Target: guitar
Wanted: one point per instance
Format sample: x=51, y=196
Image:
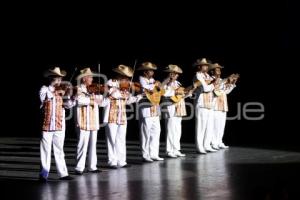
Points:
x=154, y=96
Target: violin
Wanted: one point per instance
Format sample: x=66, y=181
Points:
x=130, y=86
x=97, y=88
x=65, y=89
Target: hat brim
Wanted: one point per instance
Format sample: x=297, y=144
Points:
x=202, y=64
x=51, y=73
x=221, y=67
x=146, y=68
x=129, y=74
x=169, y=71
x=84, y=75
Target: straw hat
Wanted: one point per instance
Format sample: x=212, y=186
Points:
x=201, y=62
x=214, y=66
x=173, y=68
x=85, y=72
x=124, y=70
x=147, y=66
x=56, y=71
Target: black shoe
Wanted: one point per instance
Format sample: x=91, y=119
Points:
x=43, y=179
x=113, y=167
x=66, y=178
x=95, y=171
x=78, y=172
x=126, y=166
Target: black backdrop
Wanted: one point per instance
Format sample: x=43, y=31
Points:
x=251, y=39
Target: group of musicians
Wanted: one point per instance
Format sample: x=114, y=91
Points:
x=152, y=97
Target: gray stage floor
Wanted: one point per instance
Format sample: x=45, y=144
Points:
x=235, y=173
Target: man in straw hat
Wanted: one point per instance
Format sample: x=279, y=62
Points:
x=87, y=121
x=220, y=105
x=173, y=112
x=115, y=116
x=149, y=116
x=204, y=112
x=53, y=128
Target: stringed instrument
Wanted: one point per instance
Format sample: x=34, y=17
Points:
x=181, y=92
x=96, y=88
x=229, y=80
x=130, y=86
x=154, y=96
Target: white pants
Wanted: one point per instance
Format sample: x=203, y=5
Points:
x=55, y=138
x=204, y=128
x=87, y=141
x=116, y=144
x=219, y=118
x=173, y=134
x=149, y=134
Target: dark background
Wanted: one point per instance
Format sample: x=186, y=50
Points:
x=252, y=38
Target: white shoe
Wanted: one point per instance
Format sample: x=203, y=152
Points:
x=215, y=147
x=157, y=159
x=223, y=146
x=179, y=154
x=171, y=155
x=147, y=160
x=209, y=149
x=202, y=151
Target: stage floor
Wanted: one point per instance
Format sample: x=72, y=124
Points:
x=234, y=173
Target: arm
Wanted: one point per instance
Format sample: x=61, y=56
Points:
x=206, y=87
x=133, y=99
x=84, y=99
x=228, y=88
x=145, y=84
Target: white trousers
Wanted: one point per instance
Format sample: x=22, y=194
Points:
x=116, y=144
x=149, y=134
x=219, y=119
x=87, y=142
x=173, y=134
x=55, y=139
x=204, y=128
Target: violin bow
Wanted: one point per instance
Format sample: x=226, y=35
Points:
x=73, y=74
x=99, y=67
x=135, y=62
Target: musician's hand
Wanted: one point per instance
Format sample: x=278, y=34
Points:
x=157, y=84
x=59, y=92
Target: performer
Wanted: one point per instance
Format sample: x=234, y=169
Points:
x=53, y=128
x=220, y=105
x=204, y=112
x=87, y=122
x=149, y=114
x=173, y=111
x=115, y=116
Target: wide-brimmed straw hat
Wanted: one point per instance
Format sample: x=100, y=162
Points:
x=124, y=70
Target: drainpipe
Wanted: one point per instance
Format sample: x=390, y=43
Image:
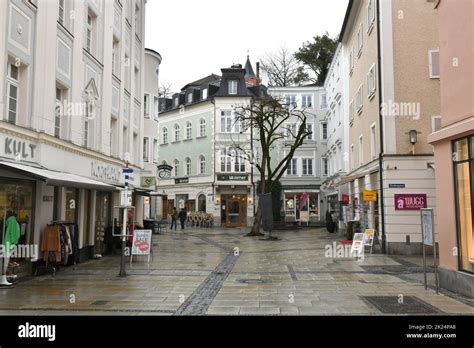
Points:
x=381, y=154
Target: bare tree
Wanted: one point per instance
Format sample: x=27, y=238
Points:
x=165, y=91
x=275, y=124
x=282, y=68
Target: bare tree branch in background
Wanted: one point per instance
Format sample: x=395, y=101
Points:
x=282, y=68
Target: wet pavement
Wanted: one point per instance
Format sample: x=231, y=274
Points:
x=221, y=272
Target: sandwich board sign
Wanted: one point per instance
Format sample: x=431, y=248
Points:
x=141, y=244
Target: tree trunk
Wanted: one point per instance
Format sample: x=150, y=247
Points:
x=255, y=231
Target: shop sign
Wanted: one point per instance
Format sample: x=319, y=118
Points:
x=396, y=185
x=147, y=181
x=227, y=177
x=369, y=196
x=410, y=201
x=181, y=181
x=141, y=242
x=105, y=172
x=19, y=149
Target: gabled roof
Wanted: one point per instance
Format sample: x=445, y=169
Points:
x=204, y=81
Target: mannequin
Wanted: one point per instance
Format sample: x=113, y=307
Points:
x=10, y=238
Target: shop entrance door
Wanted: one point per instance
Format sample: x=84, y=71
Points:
x=233, y=211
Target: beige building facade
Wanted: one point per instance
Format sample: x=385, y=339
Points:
x=392, y=83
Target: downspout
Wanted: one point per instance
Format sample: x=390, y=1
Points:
x=381, y=154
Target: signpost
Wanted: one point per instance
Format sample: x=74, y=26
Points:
x=141, y=245
x=428, y=238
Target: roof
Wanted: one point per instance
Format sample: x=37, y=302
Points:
x=248, y=68
x=204, y=81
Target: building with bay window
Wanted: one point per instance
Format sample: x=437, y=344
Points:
x=454, y=148
x=71, y=81
x=301, y=183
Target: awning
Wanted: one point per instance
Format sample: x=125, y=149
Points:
x=54, y=178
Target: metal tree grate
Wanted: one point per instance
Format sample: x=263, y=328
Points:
x=397, y=305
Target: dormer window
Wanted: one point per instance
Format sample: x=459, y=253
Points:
x=233, y=87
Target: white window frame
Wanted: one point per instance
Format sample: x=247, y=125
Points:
x=146, y=105
x=430, y=60
x=371, y=82
x=177, y=132
x=202, y=127
x=307, y=166
x=233, y=87
x=164, y=135
x=146, y=149
x=189, y=130
x=370, y=16
x=373, y=142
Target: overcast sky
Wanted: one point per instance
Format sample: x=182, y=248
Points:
x=199, y=37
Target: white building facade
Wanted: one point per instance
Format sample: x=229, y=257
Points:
x=71, y=81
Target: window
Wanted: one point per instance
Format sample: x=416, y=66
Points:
x=155, y=151
x=325, y=166
x=188, y=166
x=229, y=123
x=307, y=166
x=291, y=131
x=360, y=40
x=165, y=136
x=233, y=87
x=371, y=82
x=290, y=100
x=156, y=107
x=189, y=130
x=324, y=131
x=309, y=128
x=176, y=133
x=146, y=149
x=307, y=101
x=373, y=142
x=370, y=16
x=89, y=28
x=57, y=116
x=61, y=11
x=176, y=167
x=351, y=60
x=324, y=101
x=433, y=56
x=202, y=127
x=463, y=158
x=13, y=92
x=359, y=99
x=146, y=105
x=435, y=123
x=202, y=165
x=292, y=167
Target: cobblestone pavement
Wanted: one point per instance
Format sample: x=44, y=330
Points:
x=221, y=272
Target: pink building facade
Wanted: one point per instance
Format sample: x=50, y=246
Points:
x=454, y=147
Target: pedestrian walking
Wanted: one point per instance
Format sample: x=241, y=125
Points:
x=182, y=217
x=174, y=219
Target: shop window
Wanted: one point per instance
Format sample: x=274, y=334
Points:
x=463, y=158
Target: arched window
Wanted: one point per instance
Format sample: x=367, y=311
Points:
x=202, y=165
x=202, y=203
x=176, y=167
x=165, y=136
x=202, y=127
x=176, y=132
x=189, y=130
x=188, y=166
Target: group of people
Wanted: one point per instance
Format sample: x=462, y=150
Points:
x=182, y=215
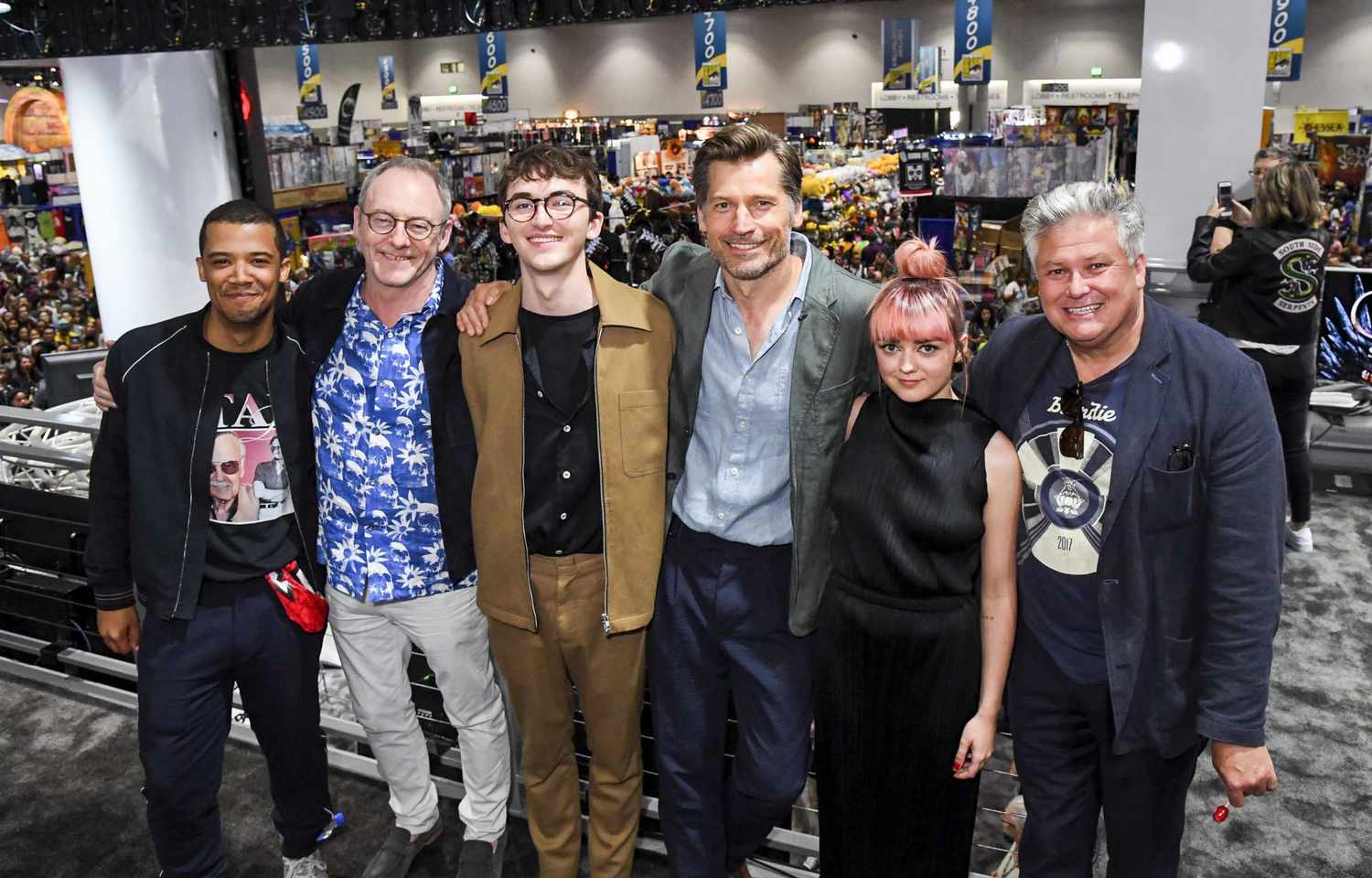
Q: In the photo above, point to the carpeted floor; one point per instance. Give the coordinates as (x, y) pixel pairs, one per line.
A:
(70, 804)
(1319, 723)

_Exercise directions_
Without the pictures, print the records in full, exactly as they appear.

_Exercise output_
Target: guitar
Wanted: one point per instance
Format sample: x=51, y=196
Image:
Points:
x=154, y=96
Target: violin
Wanted: one point per instance
Format sample: x=66, y=181
Points:
x=130, y=86
x=97, y=88
x=65, y=89
Target: hat brim
Wanted: one point per instance
Format sample: x=297, y=144
Points:
x=202, y=64
x=51, y=73
x=221, y=67
x=146, y=68
x=129, y=74
x=169, y=71
x=84, y=75
Target: straw hat
Wanted: one point per instance
Format sample: x=212, y=186
Points:
x=201, y=62
x=214, y=66
x=173, y=68
x=85, y=72
x=124, y=70
x=147, y=66
x=56, y=71
Target: black shoe
Wanted: one point per instance
Format sample: x=91, y=119
Points:
x=43, y=179
x=113, y=167
x=66, y=178
x=95, y=171
x=78, y=172
x=126, y=166
Target: black backdrop
Wanted: one point per instance
Format sample: x=43, y=31
Points:
x=251, y=39
Target: group of musicians
Wanted: one point per instance
Format sample: x=114, y=91
Points:
x=152, y=97
Target: gray stage floor
Wanted: one point per instance
Format sample: x=45, y=144
Points:
x=235, y=173
Target: man in straw hat
Wanted: one point per instance
Format sample: x=279, y=62
Points:
x=87, y=121
x=220, y=105
x=173, y=112
x=115, y=116
x=149, y=116
x=204, y=112
x=53, y=128
Target: stringed instrument
Wanted: one point per instance
Format sample: x=34, y=17
Points:
x=181, y=92
x=96, y=88
x=229, y=80
x=130, y=86
x=154, y=96
Target: white pants
Wanted: one point per instance
Format sample: x=203, y=5
Points:
x=55, y=138
x=204, y=128
x=87, y=141
x=116, y=144
x=219, y=118
x=173, y=134
x=149, y=134
Target: dark background
Wanted: one point per instance
Format sample: x=186, y=50
Points:
x=252, y=38
Target: white shoe
Wanted: one point per instance
Format sample: x=203, y=152
Points:
x=215, y=147
x=157, y=159
x=223, y=146
x=179, y=154
x=171, y=155
x=147, y=160
x=209, y=149
x=202, y=151
Target: stage floor
Wanted: one point per instance
Format sample: x=72, y=124
Points:
x=234, y=173
Target: arm
Wanted: one point per instance
Format sample: x=61, y=56
Points:
x=206, y=87
x=133, y=99
x=84, y=99
x=228, y=88
x=145, y=84
Target: white trousers
Wanted: one point per instance
Format sample: x=22, y=194
Points:
x=116, y=144
x=149, y=134
x=219, y=119
x=87, y=142
x=173, y=134
x=55, y=139
x=204, y=128
Target: violin bow
Wanted: one point per instance
Format sample: x=226, y=35
Points:
x=73, y=74
x=99, y=67
x=135, y=62
Target: musician's hand
Wanted: one point per instance
Format sample: x=278, y=34
Points:
x=157, y=84
x=59, y=92
Target: performer
Wanted: one point per instance
Format sample: x=234, y=169
Points:
x=53, y=128
x=220, y=105
x=204, y=112
x=87, y=122
x=149, y=114
x=173, y=111
x=115, y=116
Target: wide-brimmed straw hat
Wanted: one point per instance
Format sample: x=100, y=162
Points:
x=124, y=70
Target: drainpipe
Wanted: one point per instance
Format sample: x=390, y=43
Image:
Points:
x=381, y=154
Target: bare tree
Wanted: one point per instance
Format sample: x=27, y=238
Points:
x=165, y=91
x=275, y=124
x=282, y=68
Target: bare tree branch in background
Wanted: one point per instance
Format sample: x=395, y=101
Points:
x=282, y=68
Target: wet pavement
Wanted: one point per instance
Format sample: x=231, y=274
Points:
x=221, y=272
Target: sandwich board sign
Wanted: one point per instance
Format sample: x=431, y=248
Points:
x=141, y=244
Target: tree trunk
Wanted: one point per instance
Format sample: x=150, y=247
Points:
x=255, y=231
Target: shop sign
Wanted: one point per instance
Format sample: x=319, y=118
Points:
x=396, y=185
x=147, y=181
x=227, y=177
x=369, y=196
x=410, y=201
x=181, y=181
x=141, y=242
x=105, y=172
x=19, y=149
Target: gabled roof
Wanted: one point per instance
Format sample: x=445, y=169
Points:
x=204, y=81
Target: mannequin
Wanted: one point per instance
Format sample: x=113, y=307
Points:
x=10, y=238
Target: shop entrance door
Wanted: one point per instance
Format sample: x=84, y=71
Points:
x=233, y=211
Target: beige building facade
Wanted: one point per instance
Format sample: x=385, y=339
Points:
x=392, y=83
Target: downspout
Wanted: one point per instance
Format sample: x=390, y=1
Points:
x=381, y=154
Target: signpost
Wanted: one point per instance
Format sample: x=74, y=26
Points:
x=141, y=245
x=428, y=238
Target: roof
Wanted: one point per instance
Format sample: x=37, y=302
Points:
x=248, y=68
x=204, y=81
Target: building with bay window
Wanted: one point per instance
Format sample: x=437, y=344
Points:
x=454, y=148
x=71, y=81
x=301, y=183
Target: awning
Wanted: one point per instance
Format sample: x=125, y=149
Points:
x=54, y=178
Target: metal tree grate
Wanted: one point per instance
Format sample: x=263, y=328
Points:
x=397, y=305
Target: dormer window
Wanted: one point per instance
Format sample: x=459, y=253
Points:
x=233, y=87
Target: white window frame
Wanted: one point per instance
Format sample: x=247, y=125
Points:
x=146, y=105
x=430, y=60
x=371, y=82
x=177, y=132
x=202, y=127
x=307, y=166
x=233, y=87
x=164, y=135
x=146, y=149
x=189, y=130
x=370, y=16
x=373, y=142
Target: overcast sky
Wanted: one point per instance
Format sample: x=182, y=248
Points:
x=199, y=37
Target: white building facade
Wanted: one point per instance
Format sample: x=229, y=257
Points:
x=71, y=81
Target: window
Wanted: one point per instance
Format sample: x=416, y=66
Points:
x=155, y=151
x=325, y=166
x=188, y=166
x=229, y=123
x=307, y=166
x=291, y=131
x=360, y=40
x=165, y=136
x=233, y=87
x=371, y=82
x=290, y=100
x=156, y=107
x=189, y=130
x=324, y=131
x=309, y=128
x=176, y=133
x=146, y=149
x=307, y=101
x=373, y=142
x=370, y=16
x=89, y=28
x=57, y=116
x=61, y=11
x=176, y=167
x=351, y=60
x=324, y=101
x=433, y=56
x=202, y=127
x=463, y=158
x=13, y=92
x=359, y=99
x=146, y=105
x=435, y=123
x=202, y=165
x=292, y=167
Target: cobblestone pavement
Wanted: one point per instance
Format sample: x=44, y=330
Points:
x=221, y=272
Target: pink building facade
Wanted: one point per instance
Format sample: x=50, y=246
Points:
x=454, y=147
Target: pedestrian walking
Wanted: one point per instance
Format sample: x=241, y=125
Points:
x=182, y=217
x=174, y=219
Target: shop window
Wanted: one point per instance
Format sample: x=274, y=334
Points:
x=463, y=158
Target: arched window
Wanted: one point per instance
Format sample: x=367, y=311
Points:
x=202, y=165
x=202, y=203
x=176, y=167
x=165, y=136
x=202, y=127
x=176, y=132
x=189, y=130
x=188, y=166
Target: group of people
Wanted: one point per instance
Format sample: x=462, y=150
Points:
x=182, y=215
Q: In the photo above, point to the carpeted floor; one point per instance. Give the coordinates as (x, y) pixel pairs, one per line.
A:
(70, 804)
(1319, 723)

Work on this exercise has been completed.